**EXERCISE**
Recast the records below as a numbered list with one line per item, leaving out any blank lines.

EXERCISE INPUT START

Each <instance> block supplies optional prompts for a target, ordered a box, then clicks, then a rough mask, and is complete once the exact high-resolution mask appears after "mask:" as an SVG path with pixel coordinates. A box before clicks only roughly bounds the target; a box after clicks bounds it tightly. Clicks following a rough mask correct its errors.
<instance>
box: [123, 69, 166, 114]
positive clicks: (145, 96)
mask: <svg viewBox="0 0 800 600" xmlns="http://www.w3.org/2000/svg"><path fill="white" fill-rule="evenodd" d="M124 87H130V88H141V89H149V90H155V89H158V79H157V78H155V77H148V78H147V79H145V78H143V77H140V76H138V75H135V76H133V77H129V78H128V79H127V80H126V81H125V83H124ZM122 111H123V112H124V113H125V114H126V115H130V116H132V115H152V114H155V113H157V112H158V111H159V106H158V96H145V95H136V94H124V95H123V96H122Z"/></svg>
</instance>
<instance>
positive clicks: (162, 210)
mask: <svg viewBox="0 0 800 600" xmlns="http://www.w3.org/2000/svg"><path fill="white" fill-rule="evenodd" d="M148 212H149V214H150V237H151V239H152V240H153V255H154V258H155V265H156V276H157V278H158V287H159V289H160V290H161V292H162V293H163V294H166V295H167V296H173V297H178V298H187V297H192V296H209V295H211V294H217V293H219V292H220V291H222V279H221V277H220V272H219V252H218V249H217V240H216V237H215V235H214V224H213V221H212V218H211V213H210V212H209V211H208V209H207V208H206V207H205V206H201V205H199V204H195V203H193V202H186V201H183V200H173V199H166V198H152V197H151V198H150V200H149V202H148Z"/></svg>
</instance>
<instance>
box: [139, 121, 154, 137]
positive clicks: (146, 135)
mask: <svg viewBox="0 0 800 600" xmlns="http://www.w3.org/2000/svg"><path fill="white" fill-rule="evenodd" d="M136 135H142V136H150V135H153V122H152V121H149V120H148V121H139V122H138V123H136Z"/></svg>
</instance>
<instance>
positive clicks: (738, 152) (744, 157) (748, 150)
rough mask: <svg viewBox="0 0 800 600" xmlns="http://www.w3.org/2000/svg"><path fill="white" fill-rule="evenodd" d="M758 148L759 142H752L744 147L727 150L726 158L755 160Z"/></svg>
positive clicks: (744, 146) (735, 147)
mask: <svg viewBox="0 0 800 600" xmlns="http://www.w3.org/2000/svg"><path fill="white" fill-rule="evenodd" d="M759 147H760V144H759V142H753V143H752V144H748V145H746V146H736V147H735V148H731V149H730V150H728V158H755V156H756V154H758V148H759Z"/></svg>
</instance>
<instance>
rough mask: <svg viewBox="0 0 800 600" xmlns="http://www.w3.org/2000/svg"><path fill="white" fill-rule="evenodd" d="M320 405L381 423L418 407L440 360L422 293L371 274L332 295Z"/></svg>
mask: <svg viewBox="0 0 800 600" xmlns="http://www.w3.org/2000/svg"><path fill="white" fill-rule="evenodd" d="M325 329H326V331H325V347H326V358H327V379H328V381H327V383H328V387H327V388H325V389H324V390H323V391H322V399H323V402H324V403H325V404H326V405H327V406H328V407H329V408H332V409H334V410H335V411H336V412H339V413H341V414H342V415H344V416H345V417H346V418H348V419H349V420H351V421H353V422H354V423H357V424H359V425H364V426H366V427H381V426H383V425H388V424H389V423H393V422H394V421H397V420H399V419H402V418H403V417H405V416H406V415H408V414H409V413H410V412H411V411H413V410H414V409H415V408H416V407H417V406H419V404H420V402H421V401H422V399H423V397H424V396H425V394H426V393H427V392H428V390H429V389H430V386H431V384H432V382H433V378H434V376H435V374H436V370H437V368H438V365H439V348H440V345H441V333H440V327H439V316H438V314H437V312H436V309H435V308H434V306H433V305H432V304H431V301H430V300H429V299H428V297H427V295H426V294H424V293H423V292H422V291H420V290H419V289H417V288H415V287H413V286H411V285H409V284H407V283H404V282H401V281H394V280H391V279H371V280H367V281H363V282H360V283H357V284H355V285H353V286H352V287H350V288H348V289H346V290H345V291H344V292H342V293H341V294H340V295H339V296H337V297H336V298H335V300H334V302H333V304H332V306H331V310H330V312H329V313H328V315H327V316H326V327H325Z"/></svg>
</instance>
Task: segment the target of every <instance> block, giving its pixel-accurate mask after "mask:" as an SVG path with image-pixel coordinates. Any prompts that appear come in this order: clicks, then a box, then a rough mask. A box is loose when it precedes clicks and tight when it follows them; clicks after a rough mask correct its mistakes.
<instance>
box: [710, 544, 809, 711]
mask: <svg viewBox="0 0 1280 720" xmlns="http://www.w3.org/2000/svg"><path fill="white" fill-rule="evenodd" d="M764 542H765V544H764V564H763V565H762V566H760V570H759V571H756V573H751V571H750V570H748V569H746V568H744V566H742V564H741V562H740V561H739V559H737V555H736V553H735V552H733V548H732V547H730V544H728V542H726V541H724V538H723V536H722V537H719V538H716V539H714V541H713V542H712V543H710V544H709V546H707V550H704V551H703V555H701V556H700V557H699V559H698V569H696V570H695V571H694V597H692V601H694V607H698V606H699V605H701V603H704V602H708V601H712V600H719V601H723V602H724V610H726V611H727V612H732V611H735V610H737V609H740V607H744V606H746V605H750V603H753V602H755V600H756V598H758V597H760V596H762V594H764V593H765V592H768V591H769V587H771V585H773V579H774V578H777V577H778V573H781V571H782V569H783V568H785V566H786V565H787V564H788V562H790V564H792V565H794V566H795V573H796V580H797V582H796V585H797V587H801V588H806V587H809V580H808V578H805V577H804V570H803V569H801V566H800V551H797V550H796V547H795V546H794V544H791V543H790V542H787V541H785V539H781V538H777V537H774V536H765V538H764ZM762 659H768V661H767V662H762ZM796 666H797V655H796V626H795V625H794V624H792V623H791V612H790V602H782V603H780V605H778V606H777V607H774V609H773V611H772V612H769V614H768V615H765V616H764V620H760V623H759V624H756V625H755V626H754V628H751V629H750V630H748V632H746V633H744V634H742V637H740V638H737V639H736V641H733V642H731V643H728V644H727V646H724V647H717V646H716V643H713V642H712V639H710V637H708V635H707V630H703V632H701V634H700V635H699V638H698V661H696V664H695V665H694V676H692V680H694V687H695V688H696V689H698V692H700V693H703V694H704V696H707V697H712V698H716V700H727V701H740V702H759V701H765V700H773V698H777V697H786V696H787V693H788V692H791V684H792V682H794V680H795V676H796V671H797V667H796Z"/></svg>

EXERCISE INPUT END

**EXERCISE OUTPUT**
1. Each <instance> block supplies optional prompts for a target, ordered a box, then clicks, then a rough mask, and is complete once the exact high-resolution mask appears after "mask:" as an SVG path with pixel coordinates. A box before clicks only roughly bounds the target; a box after clicks bounds it tightly. Clicks following a rough mask correct its errors.
2. <instance>
3. box: [123, 69, 166, 114]
4. positive clicks: (145, 96)
5. mask: <svg viewBox="0 0 800 600" xmlns="http://www.w3.org/2000/svg"><path fill="white" fill-rule="evenodd" d="M124 87H130V88H141V89H149V90H155V89H158V79H157V78H155V77H148V78H147V79H145V78H143V77H140V76H138V75H135V76H133V77H129V78H128V79H127V80H126V81H125V83H124ZM122 111H123V112H124V113H125V114H126V115H130V116H132V115H152V114H155V113H157V112H158V111H159V106H158V96H145V95H136V94H124V95H123V96H122Z"/></svg>
6. </instance>
7. <instance>
8. positive clicks: (162, 210)
9. mask: <svg viewBox="0 0 800 600" xmlns="http://www.w3.org/2000/svg"><path fill="white" fill-rule="evenodd" d="M148 212H149V214H150V237H151V239H152V240H153V255H154V258H155V265H156V276H157V278H158V287H159V289H160V290H161V292H162V293H163V294H166V295H167V296H173V297H178V298H187V297H192V296H209V295H211V294H217V293H219V292H220V291H222V279H221V277H220V272H219V252H218V249H217V240H216V237H215V235H214V224H213V221H212V218H211V213H210V212H209V211H208V209H207V208H206V207H205V206H201V205H199V204H195V203H193V202H186V201H183V200H173V199H166V198H152V197H151V198H150V200H149V202H148Z"/></svg>
10. </instance>
11. <instance>
12. box: [139, 121, 154, 137]
13. positive clicks: (146, 135)
14. mask: <svg viewBox="0 0 800 600" xmlns="http://www.w3.org/2000/svg"><path fill="white" fill-rule="evenodd" d="M136 135H142V136H150V135H153V122H152V121H149V120H148V121H139V122H138V123H136Z"/></svg>
15. </instance>
16. <instance>
17. positive clicks: (738, 152) (744, 157) (748, 150)
18. rough mask: <svg viewBox="0 0 800 600" xmlns="http://www.w3.org/2000/svg"><path fill="white" fill-rule="evenodd" d="M758 148L759 142H752L744 147L727 150L726 158L755 160Z"/></svg>
19. positive clicks: (744, 146) (735, 147)
20. mask: <svg viewBox="0 0 800 600" xmlns="http://www.w3.org/2000/svg"><path fill="white" fill-rule="evenodd" d="M759 147H760V144H759V142H753V143H752V144H748V145H746V146H736V147H735V148H731V149H730V150H728V158H755V156H756V154H758V148H759Z"/></svg>
21. </instance>
22. <instance>
23. rough mask: <svg viewBox="0 0 800 600" xmlns="http://www.w3.org/2000/svg"><path fill="white" fill-rule="evenodd" d="M320 405L381 423L418 407L440 360L422 293L371 274L332 295Z"/></svg>
24. mask: <svg viewBox="0 0 800 600" xmlns="http://www.w3.org/2000/svg"><path fill="white" fill-rule="evenodd" d="M325 329H326V331H325V347H326V358H327V379H328V381H327V383H328V387H327V388H325V389H324V390H323V391H322V399H323V402H324V403H325V404H326V405H327V406H328V407H329V408H332V409H334V410H335V411H336V412H339V413H341V414H342V415H344V416H345V417H346V418H348V419H349V420H351V421H353V422H354V423H357V424H359V425H364V426H366V427H381V426H383V425H388V424H389V423H393V422H394V421H397V420H399V419H402V418H403V417H405V416H406V415H408V414H409V413H410V412H411V411H413V410H414V409H415V408H416V407H417V406H419V404H420V402H421V401H422V399H423V397H424V396H425V394H426V393H427V392H428V390H429V389H430V386H431V384H432V382H433V378H434V376H435V374H436V370H437V368H438V365H439V348H440V345H441V333H440V327H439V316H438V314H437V312H436V309H435V308H434V306H433V305H432V304H431V301H430V300H429V299H428V297H427V295H426V294H424V293H423V292H422V291H420V290H419V289H417V288H415V287H413V286H411V285H409V284H407V283H404V282H401V281H394V280H391V279H371V280H367V281H363V282H360V283H357V284H355V285H353V286H352V287H350V288H348V289H346V290H345V291H344V292H342V293H341V294H340V295H339V296H337V297H336V298H335V300H334V302H333V304H332V306H331V310H330V312H329V313H328V315H327V316H326V327H325Z"/></svg>
25. </instance>
26. Task: segment the target of every <instance> block, giving its pixel-accurate mask after "mask:" as an SVG path with image-pixel coordinates. Any prompts that appear come in this order: clicks, then a box, then a rough mask. A box is loose when it precedes clicks and tight when it follows them; clicks after a rough mask correct its mistakes.
27. <instance>
28. box: [710, 544, 809, 711]
29. mask: <svg viewBox="0 0 1280 720" xmlns="http://www.w3.org/2000/svg"><path fill="white" fill-rule="evenodd" d="M764 542H765V544H764V564H763V565H762V566H760V570H759V571H756V573H751V571H750V570H748V569H746V568H744V566H742V564H741V562H740V561H739V559H737V555H736V553H735V552H733V548H732V547H730V544H728V542H726V541H724V538H723V536H722V537H719V538H716V539H714V541H713V542H712V543H710V544H709V546H707V550H704V551H703V555H701V556H700V557H699V559H698V569H696V570H695V571H694V597H692V601H694V607H698V606H699V605H701V603H704V602H708V601H712V600H719V601H723V602H724V610H726V611H727V612H732V611H735V610H737V609H740V607H744V606H746V605H750V603H753V602H755V600H756V598H758V597H760V596H762V594H764V593H765V592H768V591H769V587H771V585H773V579H774V578H777V577H778V573H781V571H782V569H783V568H785V566H786V565H787V564H788V562H790V564H792V565H794V566H795V573H796V580H797V582H796V585H797V587H801V588H806V587H809V580H808V578H805V577H804V570H803V569H801V566H800V551H797V550H796V547H795V546H794V544H791V543H790V542H787V541H785V539H781V538H777V537H774V536H765V538H764ZM762 659H768V661H767V662H762ZM796 666H797V655H796V626H795V625H794V624H792V623H791V612H790V602H782V603H780V605H778V606H777V607H774V609H773V611H772V612H769V614H768V615H765V616H764V620H760V623H759V624H756V625H755V626H754V628H751V629H750V630H748V632H746V633H744V634H742V637H740V638H737V639H736V641H733V642H731V643H728V644H727V646H724V647H717V646H716V643H713V642H712V639H710V637H708V635H707V630H703V632H701V634H700V635H699V638H698V661H696V664H695V665H694V676H692V680H694V687H695V688H696V689H698V692H700V693H703V694H704V696H707V697H712V698H716V700H727V701H740V702H759V701H765V700H773V698H777V697H786V696H787V693H788V692H791V684H792V682H794V680H795V676H796V671H797V667H796Z"/></svg>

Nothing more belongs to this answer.